**DATASET RECORDS:**
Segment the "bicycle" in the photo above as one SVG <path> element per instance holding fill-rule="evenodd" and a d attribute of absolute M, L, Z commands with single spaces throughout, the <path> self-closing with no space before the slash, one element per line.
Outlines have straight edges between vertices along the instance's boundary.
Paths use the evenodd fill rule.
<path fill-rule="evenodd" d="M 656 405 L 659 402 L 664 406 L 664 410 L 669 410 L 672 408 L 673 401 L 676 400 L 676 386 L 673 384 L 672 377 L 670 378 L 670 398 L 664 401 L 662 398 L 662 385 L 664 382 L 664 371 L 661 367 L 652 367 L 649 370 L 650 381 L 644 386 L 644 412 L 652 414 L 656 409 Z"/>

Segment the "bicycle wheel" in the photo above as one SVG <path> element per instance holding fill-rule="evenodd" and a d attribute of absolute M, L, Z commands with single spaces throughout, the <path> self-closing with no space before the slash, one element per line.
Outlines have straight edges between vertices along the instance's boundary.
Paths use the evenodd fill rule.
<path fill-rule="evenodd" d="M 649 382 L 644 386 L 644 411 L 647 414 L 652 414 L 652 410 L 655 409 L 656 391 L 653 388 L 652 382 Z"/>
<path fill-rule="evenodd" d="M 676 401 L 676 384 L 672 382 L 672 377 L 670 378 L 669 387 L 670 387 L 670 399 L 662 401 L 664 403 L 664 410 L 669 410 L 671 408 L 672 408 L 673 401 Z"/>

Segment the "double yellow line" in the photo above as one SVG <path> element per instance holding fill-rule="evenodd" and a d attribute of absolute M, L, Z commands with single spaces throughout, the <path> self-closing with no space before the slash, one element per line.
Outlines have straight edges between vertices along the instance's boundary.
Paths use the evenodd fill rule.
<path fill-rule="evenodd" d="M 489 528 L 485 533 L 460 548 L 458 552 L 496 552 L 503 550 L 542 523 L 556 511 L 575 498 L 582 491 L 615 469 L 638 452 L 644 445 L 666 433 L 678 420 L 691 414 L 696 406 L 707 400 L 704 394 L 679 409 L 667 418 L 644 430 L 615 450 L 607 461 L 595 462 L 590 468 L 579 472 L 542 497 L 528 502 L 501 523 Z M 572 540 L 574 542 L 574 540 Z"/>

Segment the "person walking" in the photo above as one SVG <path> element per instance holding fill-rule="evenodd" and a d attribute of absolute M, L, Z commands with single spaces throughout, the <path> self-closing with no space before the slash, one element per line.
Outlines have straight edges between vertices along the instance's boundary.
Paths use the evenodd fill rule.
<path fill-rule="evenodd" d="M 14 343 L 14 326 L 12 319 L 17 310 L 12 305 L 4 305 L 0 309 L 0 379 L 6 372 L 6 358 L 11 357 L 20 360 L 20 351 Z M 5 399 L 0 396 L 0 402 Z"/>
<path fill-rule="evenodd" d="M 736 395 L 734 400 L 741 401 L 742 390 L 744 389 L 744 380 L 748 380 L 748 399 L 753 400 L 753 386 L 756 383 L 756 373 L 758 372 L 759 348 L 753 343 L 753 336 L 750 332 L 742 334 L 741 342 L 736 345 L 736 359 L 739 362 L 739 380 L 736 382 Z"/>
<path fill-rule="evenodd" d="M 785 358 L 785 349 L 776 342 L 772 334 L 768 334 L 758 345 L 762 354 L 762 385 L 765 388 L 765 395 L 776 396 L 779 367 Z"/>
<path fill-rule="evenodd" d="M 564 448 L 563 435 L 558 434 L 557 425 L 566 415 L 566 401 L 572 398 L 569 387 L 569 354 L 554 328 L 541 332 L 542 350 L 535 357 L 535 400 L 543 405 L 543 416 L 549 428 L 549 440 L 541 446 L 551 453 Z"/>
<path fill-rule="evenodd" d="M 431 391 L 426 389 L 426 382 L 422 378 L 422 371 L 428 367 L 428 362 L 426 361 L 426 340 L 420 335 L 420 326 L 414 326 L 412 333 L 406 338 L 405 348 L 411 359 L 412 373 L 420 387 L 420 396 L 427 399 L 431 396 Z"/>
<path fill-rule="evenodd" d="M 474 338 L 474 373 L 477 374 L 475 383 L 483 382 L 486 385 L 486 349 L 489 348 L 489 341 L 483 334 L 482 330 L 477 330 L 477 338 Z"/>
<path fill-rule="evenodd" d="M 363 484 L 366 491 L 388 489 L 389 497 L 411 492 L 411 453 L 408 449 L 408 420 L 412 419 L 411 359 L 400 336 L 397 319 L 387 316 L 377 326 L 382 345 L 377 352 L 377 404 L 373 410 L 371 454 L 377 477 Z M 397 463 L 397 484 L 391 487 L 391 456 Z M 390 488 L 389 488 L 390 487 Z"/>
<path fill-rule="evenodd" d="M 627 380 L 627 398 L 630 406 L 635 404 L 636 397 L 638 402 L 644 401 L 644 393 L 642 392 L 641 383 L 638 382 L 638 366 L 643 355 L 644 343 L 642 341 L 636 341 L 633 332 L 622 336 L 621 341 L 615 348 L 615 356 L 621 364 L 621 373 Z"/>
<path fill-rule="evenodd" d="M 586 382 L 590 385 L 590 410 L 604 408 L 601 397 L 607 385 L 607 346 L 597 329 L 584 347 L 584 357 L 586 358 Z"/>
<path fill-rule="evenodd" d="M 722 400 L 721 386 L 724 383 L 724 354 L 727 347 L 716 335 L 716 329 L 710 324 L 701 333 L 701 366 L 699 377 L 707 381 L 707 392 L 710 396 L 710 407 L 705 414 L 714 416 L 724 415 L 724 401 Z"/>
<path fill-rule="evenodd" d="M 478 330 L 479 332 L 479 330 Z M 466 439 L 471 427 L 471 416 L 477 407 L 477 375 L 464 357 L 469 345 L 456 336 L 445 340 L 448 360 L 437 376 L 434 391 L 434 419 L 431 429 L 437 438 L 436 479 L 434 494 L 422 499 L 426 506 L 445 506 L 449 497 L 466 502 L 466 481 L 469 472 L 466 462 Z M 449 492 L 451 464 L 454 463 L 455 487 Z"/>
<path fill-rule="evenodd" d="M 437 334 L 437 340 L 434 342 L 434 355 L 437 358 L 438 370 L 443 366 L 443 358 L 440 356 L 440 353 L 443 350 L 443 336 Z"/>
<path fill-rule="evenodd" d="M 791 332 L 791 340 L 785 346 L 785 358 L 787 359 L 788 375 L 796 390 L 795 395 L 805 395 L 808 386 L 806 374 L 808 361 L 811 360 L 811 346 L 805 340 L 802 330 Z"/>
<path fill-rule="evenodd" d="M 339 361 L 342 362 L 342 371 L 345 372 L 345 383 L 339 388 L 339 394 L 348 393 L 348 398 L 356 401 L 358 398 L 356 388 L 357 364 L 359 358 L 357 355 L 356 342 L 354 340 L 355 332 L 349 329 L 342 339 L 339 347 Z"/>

**WHAT THE TASK REQUIRES:**
Can you rewrite all the records above, swapping "straight edges" for "straight segments" and leaving everything else unchanged?

**ANSWER TO THE PROBLEM:**
Segment the "bicycle" in the photo above as one SVG <path> element per instance holding fill-rule="evenodd" and a d attribute of absolute M, L, Z commands with single spaces throughout, the <path> self-closing with no space before the slash, one element per line.
Outlines have straight segments between vertices along the instance's boundary.
Paths use the evenodd fill rule.
<path fill-rule="evenodd" d="M 656 405 L 659 402 L 664 406 L 664 410 L 669 410 L 672 408 L 673 401 L 676 400 L 676 386 L 673 384 L 672 377 L 670 378 L 670 398 L 664 401 L 662 398 L 662 385 L 664 382 L 664 371 L 661 367 L 652 367 L 649 370 L 650 381 L 644 386 L 644 412 L 652 414 L 656 409 Z"/>

Segment the "bicycle wheel" in the photo above as one SVG <path> element per instance holding fill-rule="evenodd" and a d attribute of absolute M, L, Z commands with single spaces throughout, the <path> self-closing with no space before the slash, one element per line.
Outlines have straight segments between vertices along the instance's boundary.
Paths use the evenodd fill rule.
<path fill-rule="evenodd" d="M 649 382 L 644 386 L 644 411 L 647 414 L 652 414 L 652 410 L 655 409 L 656 391 L 653 388 L 652 382 Z"/>
<path fill-rule="evenodd" d="M 676 401 L 676 384 L 672 382 L 672 377 L 670 378 L 669 387 L 670 387 L 670 399 L 662 401 L 664 403 L 664 410 L 669 410 L 671 408 L 672 408 L 673 401 Z"/>

Segment the "double yellow line" in the photo above as one SVG <path> element per instance holding fill-rule="evenodd" and a d attribute of absolute M, L, Z commands with single spaces throughout, the <path> self-closing with no space before the slash, one element per line.
Outlines have straight segments between vertices along the instance's boundary.
Paths use the evenodd fill rule.
<path fill-rule="evenodd" d="M 489 528 L 485 533 L 460 548 L 458 552 L 496 552 L 503 550 L 542 523 L 556 511 L 575 498 L 582 491 L 615 469 L 638 452 L 644 445 L 666 433 L 678 420 L 691 414 L 696 406 L 707 400 L 704 394 L 679 409 L 667 418 L 644 430 L 615 450 L 607 461 L 595 462 L 590 468 L 579 472 L 542 497 L 528 502 L 501 523 Z M 572 540 L 574 542 L 574 540 Z"/>

Segment the "person walking" in the photo above as one SVG <path> element per instance holding fill-rule="evenodd" and a d attribute of absolute M, L, Z commands with single spaces throughout, the <path> self-closing with no space before the slash, one element per line.
Outlines have straight segments between vertices along the instance's boundary.
Paths use the evenodd fill rule.
<path fill-rule="evenodd" d="M 14 343 L 14 326 L 12 319 L 17 310 L 12 305 L 4 305 L 0 309 L 0 379 L 6 372 L 6 358 L 11 357 L 20 360 L 20 351 Z M 5 399 L 0 396 L 0 402 Z"/>
<path fill-rule="evenodd" d="M 736 395 L 734 400 L 741 401 L 742 390 L 744 389 L 744 380 L 748 380 L 748 399 L 753 400 L 753 386 L 756 383 L 756 373 L 758 372 L 759 348 L 753 343 L 753 336 L 750 332 L 742 334 L 741 342 L 736 345 L 736 359 L 739 362 L 739 380 L 736 382 Z"/>
<path fill-rule="evenodd" d="M 785 358 L 785 349 L 776 342 L 772 334 L 768 334 L 758 345 L 762 354 L 762 385 L 765 388 L 765 395 L 776 396 L 779 367 Z"/>
<path fill-rule="evenodd" d="M 564 448 L 563 435 L 558 434 L 557 425 L 566 415 L 566 401 L 572 398 L 569 387 L 569 354 L 554 328 L 541 332 L 542 350 L 535 357 L 535 400 L 543 405 L 543 416 L 549 428 L 549 440 L 541 446 L 551 453 Z"/>
<path fill-rule="evenodd" d="M 431 391 L 426 389 L 426 382 L 422 378 L 422 371 L 428 367 L 428 362 L 426 361 L 426 340 L 420 335 L 420 326 L 414 326 L 412 333 L 406 338 L 405 348 L 411 359 L 412 373 L 420 387 L 420 396 L 427 399 L 431 396 Z"/>
<path fill-rule="evenodd" d="M 474 338 L 474 373 L 477 374 L 475 383 L 483 382 L 486 385 L 486 349 L 489 348 L 489 341 L 483 334 L 482 330 L 477 330 L 477 338 Z"/>
<path fill-rule="evenodd" d="M 363 484 L 366 491 L 388 489 L 389 497 L 411 492 L 411 453 L 408 449 L 408 420 L 412 419 L 411 359 L 400 336 L 397 319 L 387 316 L 377 326 L 382 345 L 377 352 L 377 404 L 373 410 L 371 454 L 377 477 Z M 397 463 L 397 484 L 391 487 L 391 456 Z M 390 488 L 389 488 L 390 487 Z"/>
<path fill-rule="evenodd" d="M 627 380 L 627 398 L 630 406 L 635 404 L 636 397 L 638 402 L 644 401 L 644 393 L 642 392 L 641 383 L 638 382 L 638 366 L 643 355 L 644 343 L 642 341 L 636 341 L 633 332 L 622 336 L 621 341 L 615 348 L 615 356 L 621 364 L 621 373 Z"/>
<path fill-rule="evenodd" d="M 586 382 L 590 385 L 590 410 L 604 408 L 601 397 L 607 385 L 607 346 L 597 329 L 584 347 L 584 357 L 586 358 Z"/>
<path fill-rule="evenodd" d="M 722 400 L 721 386 L 724 383 L 724 354 L 727 347 L 716 335 L 716 329 L 710 324 L 701 333 L 701 366 L 699 377 L 707 381 L 707 392 L 710 396 L 710 407 L 705 414 L 714 416 L 724 415 L 724 401 Z"/>
<path fill-rule="evenodd" d="M 478 330 L 479 332 L 479 330 Z M 466 439 L 471 427 L 471 416 L 477 407 L 477 375 L 464 357 L 469 345 L 456 336 L 445 340 L 448 360 L 437 376 L 434 391 L 434 419 L 431 429 L 437 438 L 436 479 L 434 494 L 422 499 L 426 506 L 445 506 L 449 497 L 466 502 L 466 481 L 469 472 L 466 462 Z M 449 492 L 451 464 L 454 463 L 455 487 Z"/>
<path fill-rule="evenodd" d="M 437 334 L 437 340 L 434 342 L 434 355 L 437 358 L 438 370 L 443 366 L 443 358 L 440 356 L 440 353 L 443 350 L 443 336 Z"/>
<path fill-rule="evenodd" d="M 791 332 L 791 340 L 785 346 L 785 358 L 787 359 L 788 375 L 796 390 L 795 395 L 805 395 L 808 386 L 806 374 L 808 361 L 811 360 L 811 346 L 805 340 L 802 330 Z"/>
<path fill-rule="evenodd" d="M 339 361 L 342 362 L 342 371 L 345 372 L 345 383 L 339 388 L 339 394 L 348 393 L 348 398 L 356 401 L 358 398 L 356 388 L 357 364 L 359 358 L 357 355 L 356 342 L 354 340 L 355 332 L 349 329 L 342 339 L 339 347 Z"/>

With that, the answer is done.